* **EXTRAIT DU DOCUMENT**:
————

L’aide et l’assistance fournies par l’Inde sont différentes du modèle chinois qui consiste à investir dans de grands projets d’infrastructures. « Les Indiens ont tendance à faire les choses de manière plus douce et plus lente, et c’est donc moins visible, » explique Ruchita Beri, directrice du programme Afrique à l’Institute for Defense Studies and Analyses. Le développement du capital humain à travers l’éducation, les formations et le développement de compétences ont été la pierre angulaire du modèle indien.  Les décideurs politiques indiens considèrent cela comme un modèle centré sur les personnes, qui aidera l’Afrique à former et préparer sa population aux défis démographiques qui l’attendent.

En d’autres mots, l’Inde, qui ne peut pas rattraper la distance parcourue par la Chine, cherche à adopter une stratégie plus douce de soft power. Ce n’est pas une stratégie nouvelle, mais elle a été renforcée au cours du temps et a trouvé en Modi un partisan enthousiaste.

————

* **ENTRÉES AFFICHÉES**:

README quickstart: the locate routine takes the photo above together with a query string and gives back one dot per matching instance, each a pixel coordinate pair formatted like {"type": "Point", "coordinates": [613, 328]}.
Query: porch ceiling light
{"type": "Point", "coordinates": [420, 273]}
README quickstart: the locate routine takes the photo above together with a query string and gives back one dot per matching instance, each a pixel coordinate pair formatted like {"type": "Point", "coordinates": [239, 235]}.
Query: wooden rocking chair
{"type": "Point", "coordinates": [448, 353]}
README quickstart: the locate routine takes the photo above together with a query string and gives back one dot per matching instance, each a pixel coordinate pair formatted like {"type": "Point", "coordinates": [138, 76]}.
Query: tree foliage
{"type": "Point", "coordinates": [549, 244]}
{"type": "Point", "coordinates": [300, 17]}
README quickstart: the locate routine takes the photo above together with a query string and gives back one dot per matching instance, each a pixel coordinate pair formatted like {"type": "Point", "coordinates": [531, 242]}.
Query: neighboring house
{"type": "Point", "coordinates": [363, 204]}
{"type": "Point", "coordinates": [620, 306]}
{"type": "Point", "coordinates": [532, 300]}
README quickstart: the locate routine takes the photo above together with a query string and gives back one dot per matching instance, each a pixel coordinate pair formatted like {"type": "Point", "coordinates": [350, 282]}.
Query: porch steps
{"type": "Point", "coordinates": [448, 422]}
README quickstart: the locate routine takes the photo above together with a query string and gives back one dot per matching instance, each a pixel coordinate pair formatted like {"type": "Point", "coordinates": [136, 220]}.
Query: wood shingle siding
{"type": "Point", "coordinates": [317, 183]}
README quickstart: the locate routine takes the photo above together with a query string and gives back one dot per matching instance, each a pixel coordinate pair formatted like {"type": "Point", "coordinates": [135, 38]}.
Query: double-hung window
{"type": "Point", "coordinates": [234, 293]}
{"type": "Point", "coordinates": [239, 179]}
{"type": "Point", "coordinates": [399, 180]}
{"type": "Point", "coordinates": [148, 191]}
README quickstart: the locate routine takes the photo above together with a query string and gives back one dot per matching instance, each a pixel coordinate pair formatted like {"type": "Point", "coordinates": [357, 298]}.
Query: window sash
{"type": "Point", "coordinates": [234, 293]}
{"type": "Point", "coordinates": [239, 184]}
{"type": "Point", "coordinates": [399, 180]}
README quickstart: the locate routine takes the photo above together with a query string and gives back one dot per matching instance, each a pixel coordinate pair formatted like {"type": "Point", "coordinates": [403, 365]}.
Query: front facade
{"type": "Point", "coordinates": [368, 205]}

————

Recopiez le passage de l'extrait sur l'aide de l'Inde à l'Afrique en commençant par « L’aide et l’assistance » et en allant jusqu'à « démographiques qui l’attendent. », puis remplacez « pierre angulaire » par « clé de voûte ».

L’aide et l’assistance fournies par l’Inde sont différentes du modèle chinois qui consiste à investir dans de grands projets d’infrastructures. « Les Indiens ont tendance à faire les choses de manière plus douce et plus lente, et c’est donc moins visible, » explique Ruchita Beri, directrice du programme Afrique à l’Institute for Defense Studies and Analyses. Le développement du capital humain à travers l’éducation, les formations et le développement de compétences ont été la clé de voûte du modèle indien.  Les décideurs politiques indiens considèrent cela comme un modèle centré sur les personnes, qui aidera l’Afrique à former et préparer sa population aux défis démographiques qui l’attendent.